Aufgabenstellung: Ermittle jede Zeile der folgenden Auflistung, die die Zeichenfolge „house“ enthält, und schreibe sie vollständig ab. Groß- und Kleinschreibung ist dabei zu beachten.

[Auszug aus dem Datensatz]

☆ ☆ ☆ ☆ ☆

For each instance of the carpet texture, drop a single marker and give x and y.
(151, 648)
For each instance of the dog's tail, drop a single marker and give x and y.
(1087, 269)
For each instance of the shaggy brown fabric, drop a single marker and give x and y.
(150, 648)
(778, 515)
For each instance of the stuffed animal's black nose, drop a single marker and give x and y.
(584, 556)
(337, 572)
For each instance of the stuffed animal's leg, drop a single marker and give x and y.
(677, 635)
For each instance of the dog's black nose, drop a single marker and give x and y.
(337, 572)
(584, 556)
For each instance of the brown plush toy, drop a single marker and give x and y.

☆ ☆ ☆ ☆ ☆

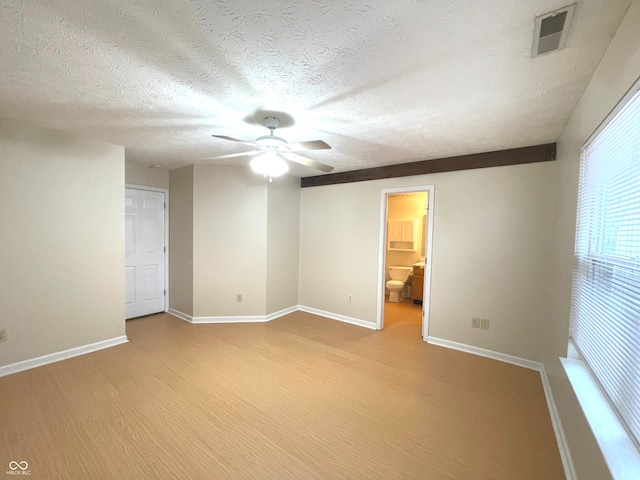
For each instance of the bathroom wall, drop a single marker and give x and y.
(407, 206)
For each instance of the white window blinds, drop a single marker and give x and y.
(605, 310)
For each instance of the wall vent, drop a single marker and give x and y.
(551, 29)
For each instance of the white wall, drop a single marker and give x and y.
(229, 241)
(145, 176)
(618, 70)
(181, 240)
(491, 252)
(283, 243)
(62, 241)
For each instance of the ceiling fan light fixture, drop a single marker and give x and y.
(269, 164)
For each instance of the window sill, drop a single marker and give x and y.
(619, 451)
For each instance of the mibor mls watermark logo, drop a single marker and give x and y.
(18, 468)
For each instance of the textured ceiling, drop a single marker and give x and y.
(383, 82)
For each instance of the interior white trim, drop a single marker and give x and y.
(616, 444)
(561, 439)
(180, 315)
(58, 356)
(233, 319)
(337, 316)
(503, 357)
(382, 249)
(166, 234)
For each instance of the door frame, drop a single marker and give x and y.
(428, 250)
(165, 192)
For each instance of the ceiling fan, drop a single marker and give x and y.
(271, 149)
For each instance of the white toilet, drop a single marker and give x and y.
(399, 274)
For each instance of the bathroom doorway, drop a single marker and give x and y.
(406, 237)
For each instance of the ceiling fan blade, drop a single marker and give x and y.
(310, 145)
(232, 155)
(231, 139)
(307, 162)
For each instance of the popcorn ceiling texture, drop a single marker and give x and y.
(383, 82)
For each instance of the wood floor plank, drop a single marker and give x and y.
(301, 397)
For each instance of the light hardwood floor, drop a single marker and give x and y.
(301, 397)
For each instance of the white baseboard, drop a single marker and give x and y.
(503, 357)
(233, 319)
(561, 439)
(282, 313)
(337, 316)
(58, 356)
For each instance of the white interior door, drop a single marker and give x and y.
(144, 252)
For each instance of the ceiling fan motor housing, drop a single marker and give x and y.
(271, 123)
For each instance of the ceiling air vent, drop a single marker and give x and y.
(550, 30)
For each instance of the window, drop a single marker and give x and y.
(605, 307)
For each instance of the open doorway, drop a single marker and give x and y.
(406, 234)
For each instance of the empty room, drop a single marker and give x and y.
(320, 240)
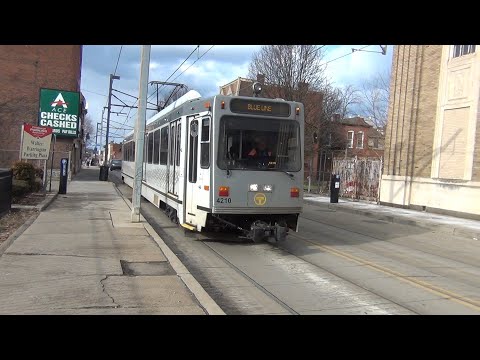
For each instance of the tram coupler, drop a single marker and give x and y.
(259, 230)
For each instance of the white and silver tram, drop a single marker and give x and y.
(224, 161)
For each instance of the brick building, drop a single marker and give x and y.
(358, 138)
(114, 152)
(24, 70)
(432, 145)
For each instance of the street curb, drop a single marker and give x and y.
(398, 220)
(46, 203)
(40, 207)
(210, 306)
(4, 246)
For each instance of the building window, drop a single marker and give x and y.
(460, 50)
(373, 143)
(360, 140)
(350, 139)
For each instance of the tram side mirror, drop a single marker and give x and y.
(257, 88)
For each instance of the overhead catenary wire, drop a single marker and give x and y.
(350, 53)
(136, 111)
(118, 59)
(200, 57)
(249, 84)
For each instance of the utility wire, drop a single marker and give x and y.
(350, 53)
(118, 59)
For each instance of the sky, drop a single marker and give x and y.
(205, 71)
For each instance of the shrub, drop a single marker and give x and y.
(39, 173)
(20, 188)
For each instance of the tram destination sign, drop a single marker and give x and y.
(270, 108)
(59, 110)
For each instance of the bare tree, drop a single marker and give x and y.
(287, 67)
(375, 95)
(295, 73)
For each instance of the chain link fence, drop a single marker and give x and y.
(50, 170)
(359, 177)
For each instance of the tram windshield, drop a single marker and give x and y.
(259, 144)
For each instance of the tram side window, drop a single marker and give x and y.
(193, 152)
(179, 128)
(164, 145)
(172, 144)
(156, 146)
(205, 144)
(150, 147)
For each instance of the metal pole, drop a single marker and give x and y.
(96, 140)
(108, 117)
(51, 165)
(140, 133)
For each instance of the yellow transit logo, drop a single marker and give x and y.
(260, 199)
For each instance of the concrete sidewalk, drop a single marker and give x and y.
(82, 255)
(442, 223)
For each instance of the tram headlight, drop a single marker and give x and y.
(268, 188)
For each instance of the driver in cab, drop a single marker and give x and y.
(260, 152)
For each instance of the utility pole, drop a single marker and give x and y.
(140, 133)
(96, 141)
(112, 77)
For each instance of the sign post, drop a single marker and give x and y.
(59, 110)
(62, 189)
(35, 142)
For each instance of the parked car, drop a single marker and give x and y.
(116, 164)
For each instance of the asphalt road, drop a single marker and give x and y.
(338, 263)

☆ ☆ ☆ ☆ ☆

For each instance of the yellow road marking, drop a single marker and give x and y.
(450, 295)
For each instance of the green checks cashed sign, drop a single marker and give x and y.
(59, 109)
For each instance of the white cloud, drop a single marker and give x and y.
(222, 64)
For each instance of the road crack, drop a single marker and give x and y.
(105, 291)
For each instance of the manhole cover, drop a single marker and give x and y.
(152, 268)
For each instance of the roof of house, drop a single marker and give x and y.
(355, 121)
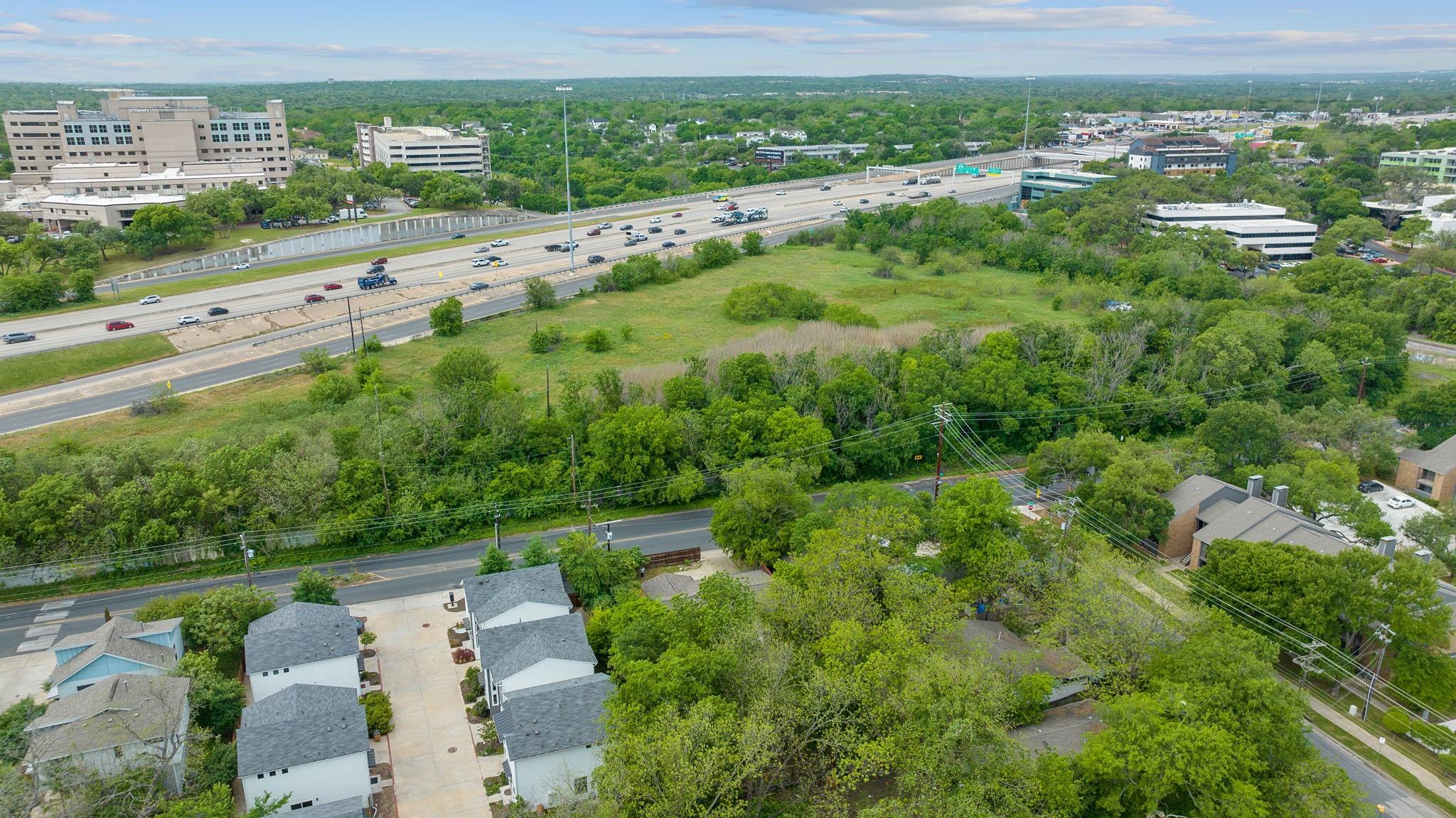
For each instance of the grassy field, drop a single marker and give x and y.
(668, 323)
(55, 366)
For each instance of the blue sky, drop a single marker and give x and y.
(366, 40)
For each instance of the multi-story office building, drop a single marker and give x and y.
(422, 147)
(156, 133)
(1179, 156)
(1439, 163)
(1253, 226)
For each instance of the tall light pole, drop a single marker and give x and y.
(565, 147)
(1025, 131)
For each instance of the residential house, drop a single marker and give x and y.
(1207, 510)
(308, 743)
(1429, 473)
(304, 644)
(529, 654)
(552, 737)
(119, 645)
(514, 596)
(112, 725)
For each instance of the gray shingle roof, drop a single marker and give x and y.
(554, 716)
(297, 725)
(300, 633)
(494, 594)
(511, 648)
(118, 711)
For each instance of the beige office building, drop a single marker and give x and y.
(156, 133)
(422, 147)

☆ ☆ ☆ ☆ ☆

Musterlösung:
For each instance of the roof of house, drop a single marker and give x and y.
For each instance of the residential house, drop a single marker and give x and y.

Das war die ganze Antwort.